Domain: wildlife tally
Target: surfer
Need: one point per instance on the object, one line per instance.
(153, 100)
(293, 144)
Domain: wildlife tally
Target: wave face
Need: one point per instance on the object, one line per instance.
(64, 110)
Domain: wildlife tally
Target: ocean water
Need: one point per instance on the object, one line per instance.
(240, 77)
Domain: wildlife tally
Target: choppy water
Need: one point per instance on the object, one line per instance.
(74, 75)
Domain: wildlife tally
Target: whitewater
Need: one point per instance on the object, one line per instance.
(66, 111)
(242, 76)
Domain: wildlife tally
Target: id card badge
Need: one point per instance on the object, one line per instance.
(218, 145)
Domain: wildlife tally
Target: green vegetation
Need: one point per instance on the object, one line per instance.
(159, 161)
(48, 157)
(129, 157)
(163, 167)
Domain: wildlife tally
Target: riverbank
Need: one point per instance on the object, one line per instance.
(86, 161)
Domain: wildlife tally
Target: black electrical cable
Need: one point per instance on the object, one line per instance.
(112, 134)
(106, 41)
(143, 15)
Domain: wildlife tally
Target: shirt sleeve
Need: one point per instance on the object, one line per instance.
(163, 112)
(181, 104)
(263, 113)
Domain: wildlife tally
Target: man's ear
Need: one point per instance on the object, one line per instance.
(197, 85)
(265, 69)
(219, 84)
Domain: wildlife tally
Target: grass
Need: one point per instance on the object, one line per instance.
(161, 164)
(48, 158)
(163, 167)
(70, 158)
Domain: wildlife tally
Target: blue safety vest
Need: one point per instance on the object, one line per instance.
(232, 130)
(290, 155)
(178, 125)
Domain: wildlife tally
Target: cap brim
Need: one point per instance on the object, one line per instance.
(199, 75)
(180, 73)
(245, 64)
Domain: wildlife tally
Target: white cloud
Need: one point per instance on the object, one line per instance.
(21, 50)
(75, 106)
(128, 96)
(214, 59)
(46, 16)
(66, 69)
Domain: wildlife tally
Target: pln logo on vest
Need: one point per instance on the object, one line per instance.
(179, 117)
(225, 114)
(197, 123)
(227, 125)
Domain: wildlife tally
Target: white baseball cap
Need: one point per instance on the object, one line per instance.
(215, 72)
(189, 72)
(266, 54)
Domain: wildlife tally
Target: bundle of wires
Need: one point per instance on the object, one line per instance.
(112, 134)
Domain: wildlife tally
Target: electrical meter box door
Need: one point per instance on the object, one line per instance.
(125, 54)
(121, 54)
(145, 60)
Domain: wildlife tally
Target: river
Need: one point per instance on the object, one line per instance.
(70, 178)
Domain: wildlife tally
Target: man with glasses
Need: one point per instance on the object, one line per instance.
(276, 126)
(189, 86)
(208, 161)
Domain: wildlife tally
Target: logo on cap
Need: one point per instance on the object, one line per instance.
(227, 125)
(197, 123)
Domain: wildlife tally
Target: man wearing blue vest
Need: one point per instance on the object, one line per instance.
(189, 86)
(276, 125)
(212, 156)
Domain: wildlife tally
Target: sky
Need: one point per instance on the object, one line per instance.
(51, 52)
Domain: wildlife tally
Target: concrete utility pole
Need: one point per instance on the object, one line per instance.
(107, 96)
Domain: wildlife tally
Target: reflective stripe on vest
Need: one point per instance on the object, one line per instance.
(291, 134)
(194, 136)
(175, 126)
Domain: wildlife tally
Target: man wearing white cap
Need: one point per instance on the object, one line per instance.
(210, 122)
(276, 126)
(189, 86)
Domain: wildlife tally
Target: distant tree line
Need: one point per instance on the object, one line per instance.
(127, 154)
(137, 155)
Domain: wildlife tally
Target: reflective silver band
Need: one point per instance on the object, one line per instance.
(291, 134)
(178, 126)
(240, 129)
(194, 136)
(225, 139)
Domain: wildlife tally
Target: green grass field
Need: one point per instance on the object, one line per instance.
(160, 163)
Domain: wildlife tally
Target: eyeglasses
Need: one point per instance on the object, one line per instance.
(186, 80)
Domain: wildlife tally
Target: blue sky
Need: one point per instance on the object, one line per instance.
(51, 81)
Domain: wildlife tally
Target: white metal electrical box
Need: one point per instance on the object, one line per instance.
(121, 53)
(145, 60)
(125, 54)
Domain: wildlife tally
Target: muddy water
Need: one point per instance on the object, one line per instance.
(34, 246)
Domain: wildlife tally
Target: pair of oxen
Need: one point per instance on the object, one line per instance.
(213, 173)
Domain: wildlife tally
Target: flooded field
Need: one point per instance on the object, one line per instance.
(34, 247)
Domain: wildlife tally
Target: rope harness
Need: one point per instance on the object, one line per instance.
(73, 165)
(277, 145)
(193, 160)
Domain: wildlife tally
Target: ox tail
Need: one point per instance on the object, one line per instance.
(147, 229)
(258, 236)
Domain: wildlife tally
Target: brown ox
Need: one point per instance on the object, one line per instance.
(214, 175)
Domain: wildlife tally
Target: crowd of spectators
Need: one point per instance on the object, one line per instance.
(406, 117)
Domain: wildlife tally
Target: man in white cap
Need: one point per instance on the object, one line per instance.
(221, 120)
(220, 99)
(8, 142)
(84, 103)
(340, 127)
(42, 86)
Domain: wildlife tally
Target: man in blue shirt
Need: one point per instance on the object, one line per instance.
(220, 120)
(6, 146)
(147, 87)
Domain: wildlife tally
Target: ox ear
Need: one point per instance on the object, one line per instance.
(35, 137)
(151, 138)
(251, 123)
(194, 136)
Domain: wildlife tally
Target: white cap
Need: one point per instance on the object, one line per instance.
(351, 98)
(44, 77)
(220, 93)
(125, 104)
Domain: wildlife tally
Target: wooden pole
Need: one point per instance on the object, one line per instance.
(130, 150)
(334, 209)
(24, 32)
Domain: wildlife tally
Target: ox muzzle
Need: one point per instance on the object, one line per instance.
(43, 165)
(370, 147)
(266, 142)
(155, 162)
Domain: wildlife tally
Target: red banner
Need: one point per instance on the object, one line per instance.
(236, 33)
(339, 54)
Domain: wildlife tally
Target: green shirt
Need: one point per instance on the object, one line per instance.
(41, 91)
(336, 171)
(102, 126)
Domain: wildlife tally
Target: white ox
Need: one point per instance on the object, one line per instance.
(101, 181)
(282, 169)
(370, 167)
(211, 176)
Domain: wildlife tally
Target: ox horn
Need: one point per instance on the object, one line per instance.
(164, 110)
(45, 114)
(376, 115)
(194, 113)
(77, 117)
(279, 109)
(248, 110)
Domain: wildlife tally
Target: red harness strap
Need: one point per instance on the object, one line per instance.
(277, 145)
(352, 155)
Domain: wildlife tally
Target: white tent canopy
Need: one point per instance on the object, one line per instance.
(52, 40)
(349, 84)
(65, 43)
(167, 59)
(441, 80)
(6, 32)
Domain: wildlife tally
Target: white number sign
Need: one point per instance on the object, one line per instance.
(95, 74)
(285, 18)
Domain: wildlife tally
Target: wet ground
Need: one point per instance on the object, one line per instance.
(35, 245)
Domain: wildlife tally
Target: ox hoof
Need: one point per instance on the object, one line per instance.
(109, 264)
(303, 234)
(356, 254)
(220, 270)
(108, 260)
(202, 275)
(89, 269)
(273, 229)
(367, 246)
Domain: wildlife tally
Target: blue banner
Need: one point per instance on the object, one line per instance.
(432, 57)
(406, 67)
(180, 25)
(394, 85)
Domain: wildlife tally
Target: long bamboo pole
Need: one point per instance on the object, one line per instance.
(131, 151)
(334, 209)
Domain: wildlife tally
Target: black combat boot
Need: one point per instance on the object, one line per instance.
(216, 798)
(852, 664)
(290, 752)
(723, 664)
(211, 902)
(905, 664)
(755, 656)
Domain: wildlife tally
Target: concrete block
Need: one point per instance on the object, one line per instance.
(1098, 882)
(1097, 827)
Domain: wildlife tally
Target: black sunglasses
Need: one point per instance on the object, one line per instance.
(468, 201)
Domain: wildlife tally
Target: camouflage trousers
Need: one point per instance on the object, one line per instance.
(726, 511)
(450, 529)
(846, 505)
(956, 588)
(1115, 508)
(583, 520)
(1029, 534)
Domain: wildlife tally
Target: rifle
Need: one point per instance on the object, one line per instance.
====
Locate each line in the data above containing the word "black" and copy those lines. Case counts.

Target: black electrical cable
Target: black combat boot
Target: black sunglasses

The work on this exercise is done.